SET TASK: Copy the lines below word for word, starting at the line with "Where can the man in" and ending with the line with "column 156, row 559", including both of those lines.

----

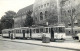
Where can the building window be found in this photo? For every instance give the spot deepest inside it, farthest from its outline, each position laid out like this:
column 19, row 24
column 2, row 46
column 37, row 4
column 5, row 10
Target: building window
column 47, row 4
column 41, row 16
column 46, row 14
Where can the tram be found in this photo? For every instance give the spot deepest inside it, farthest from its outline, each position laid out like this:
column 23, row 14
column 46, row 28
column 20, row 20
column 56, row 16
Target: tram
column 6, row 33
column 76, row 32
column 55, row 32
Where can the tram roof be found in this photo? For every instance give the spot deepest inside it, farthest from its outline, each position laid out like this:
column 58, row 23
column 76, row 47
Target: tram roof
column 73, row 28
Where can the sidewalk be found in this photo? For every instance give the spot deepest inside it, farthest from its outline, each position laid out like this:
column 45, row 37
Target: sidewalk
column 63, row 45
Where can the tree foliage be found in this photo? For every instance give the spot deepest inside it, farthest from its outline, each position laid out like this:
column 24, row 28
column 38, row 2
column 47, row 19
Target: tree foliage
column 29, row 19
column 7, row 20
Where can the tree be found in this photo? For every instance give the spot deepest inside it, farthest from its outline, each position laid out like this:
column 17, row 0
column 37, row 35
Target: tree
column 29, row 19
column 7, row 20
column 0, row 28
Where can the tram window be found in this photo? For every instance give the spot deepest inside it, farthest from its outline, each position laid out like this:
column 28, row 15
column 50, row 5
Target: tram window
column 61, row 29
column 20, row 31
column 49, row 30
column 46, row 30
column 37, row 30
column 75, row 32
column 33, row 30
column 41, row 30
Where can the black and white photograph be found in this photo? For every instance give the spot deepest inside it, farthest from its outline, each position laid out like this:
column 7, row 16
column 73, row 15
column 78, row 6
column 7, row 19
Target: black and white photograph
column 39, row 25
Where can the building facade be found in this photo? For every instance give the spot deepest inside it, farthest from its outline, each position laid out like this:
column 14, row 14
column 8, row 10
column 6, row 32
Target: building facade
column 19, row 19
column 50, row 12
column 44, row 10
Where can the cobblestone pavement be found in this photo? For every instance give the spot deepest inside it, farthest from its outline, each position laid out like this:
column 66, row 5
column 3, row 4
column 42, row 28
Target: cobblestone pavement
column 7, row 45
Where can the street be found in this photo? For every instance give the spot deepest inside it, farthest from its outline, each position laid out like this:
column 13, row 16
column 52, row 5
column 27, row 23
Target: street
column 7, row 45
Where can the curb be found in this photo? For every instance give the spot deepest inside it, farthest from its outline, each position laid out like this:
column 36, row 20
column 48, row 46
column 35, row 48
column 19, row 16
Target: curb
column 43, row 45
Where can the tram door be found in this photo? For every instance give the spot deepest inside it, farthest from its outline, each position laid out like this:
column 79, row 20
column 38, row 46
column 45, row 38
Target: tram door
column 23, row 33
column 52, row 34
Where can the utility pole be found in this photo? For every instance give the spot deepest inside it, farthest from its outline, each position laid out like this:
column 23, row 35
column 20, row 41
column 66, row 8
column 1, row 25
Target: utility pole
column 58, row 11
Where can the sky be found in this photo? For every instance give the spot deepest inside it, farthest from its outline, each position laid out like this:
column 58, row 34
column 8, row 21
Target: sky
column 13, row 5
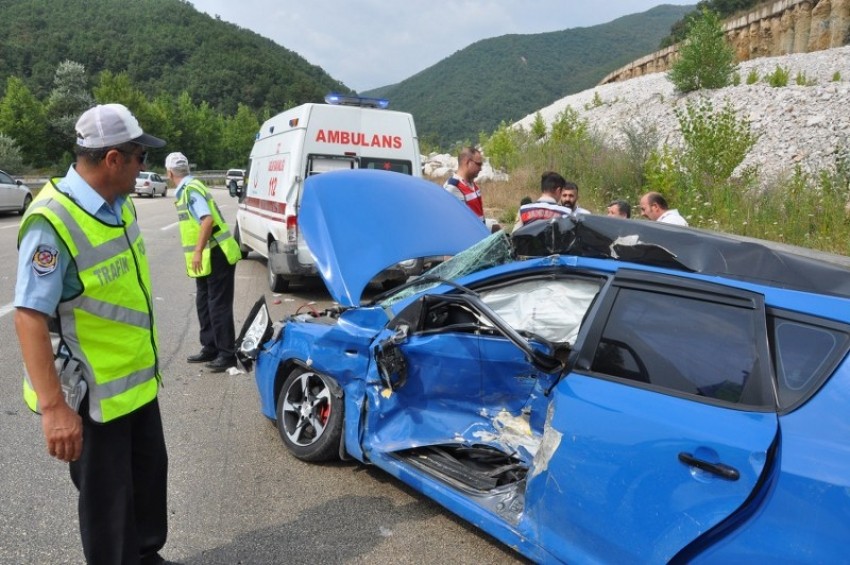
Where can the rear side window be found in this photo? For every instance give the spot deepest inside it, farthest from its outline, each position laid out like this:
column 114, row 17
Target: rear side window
column 684, row 344
column 805, row 354
column 395, row 165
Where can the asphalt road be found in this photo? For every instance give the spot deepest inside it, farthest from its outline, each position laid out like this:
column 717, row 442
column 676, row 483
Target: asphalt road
column 235, row 494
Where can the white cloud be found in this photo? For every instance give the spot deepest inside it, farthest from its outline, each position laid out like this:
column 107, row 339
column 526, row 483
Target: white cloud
column 373, row 43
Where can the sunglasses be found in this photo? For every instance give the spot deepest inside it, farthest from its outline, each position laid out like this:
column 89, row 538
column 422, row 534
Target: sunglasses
column 142, row 157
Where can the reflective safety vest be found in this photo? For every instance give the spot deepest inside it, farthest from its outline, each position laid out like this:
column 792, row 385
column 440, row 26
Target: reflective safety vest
column 109, row 326
column 190, row 229
column 471, row 195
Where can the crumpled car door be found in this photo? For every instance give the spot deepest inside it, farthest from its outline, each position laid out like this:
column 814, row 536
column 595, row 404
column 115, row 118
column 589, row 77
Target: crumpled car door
column 660, row 433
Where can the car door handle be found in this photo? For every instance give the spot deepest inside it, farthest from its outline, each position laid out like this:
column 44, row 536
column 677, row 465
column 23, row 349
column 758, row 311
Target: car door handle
column 719, row 469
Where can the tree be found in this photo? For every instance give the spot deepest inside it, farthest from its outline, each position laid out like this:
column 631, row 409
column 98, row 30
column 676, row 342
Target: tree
column 10, row 154
column 238, row 138
column 22, row 117
column 538, row 126
column 705, row 58
column 68, row 99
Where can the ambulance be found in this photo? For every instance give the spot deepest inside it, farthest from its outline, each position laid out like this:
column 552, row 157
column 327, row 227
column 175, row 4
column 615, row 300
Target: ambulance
column 347, row 132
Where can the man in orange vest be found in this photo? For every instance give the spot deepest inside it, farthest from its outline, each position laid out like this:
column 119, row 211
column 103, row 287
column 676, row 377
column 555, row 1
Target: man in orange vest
column 462, row 183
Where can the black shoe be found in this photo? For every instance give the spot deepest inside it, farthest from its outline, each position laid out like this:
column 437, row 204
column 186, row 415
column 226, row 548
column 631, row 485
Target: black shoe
column 221, row 363
column 204, row 356
column 156, row 559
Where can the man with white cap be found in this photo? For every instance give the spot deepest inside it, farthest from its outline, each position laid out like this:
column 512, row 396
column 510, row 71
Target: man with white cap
column 82, row 262
column 211, row 254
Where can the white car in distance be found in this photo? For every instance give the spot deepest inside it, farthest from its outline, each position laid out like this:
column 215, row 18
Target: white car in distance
column 150, row 184
column 15, row 196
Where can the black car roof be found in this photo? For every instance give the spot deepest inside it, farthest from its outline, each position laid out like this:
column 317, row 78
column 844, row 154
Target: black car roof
column 688, row 249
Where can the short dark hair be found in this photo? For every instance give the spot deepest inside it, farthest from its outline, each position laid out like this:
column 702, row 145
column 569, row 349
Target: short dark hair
column 551, row 181
column 623, row 206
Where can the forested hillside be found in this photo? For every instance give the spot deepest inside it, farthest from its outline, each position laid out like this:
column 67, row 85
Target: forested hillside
column 505, row 78
column 723, row 8
column 206, row 83
column 164, row 46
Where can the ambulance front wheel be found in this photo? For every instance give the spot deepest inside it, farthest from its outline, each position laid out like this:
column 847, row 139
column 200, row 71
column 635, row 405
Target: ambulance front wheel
column 276, row 282
column 243, row 249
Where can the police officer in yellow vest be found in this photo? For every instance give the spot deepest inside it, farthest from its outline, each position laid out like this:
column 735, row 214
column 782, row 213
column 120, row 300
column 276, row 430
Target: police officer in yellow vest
column 82, row 259
column 211, row 254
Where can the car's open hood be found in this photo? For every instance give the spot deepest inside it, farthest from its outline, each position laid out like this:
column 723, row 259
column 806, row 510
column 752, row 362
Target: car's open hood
column 358, row 223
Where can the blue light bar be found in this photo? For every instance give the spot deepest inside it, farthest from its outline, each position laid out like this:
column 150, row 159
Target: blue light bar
column 362, row 101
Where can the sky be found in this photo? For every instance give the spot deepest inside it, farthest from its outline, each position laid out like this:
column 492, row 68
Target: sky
column 371, row 43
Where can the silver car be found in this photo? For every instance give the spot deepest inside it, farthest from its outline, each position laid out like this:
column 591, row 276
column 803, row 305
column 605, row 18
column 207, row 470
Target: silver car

----

WORKED SOLUTION:
Where can the man in orange vest be found in this photo? For every instance give the spot deepest inside it, farthest from its outline, each position laid out like this:
column 119, row 211
column 103, row 287
column 676, row 377
column 555, row 1
Target: man in orange vest
column 462, row 183
Where can the black shoe be found in this photo? For every instance give the spot deepest inside it, farthest from its outline, each position laid out like this:
column 437, row 204
column 186, row 415
column 226, row 548
column 631, row 485
Target: black shoe
column 221, row 363
column 204, row 356
column 156, row 559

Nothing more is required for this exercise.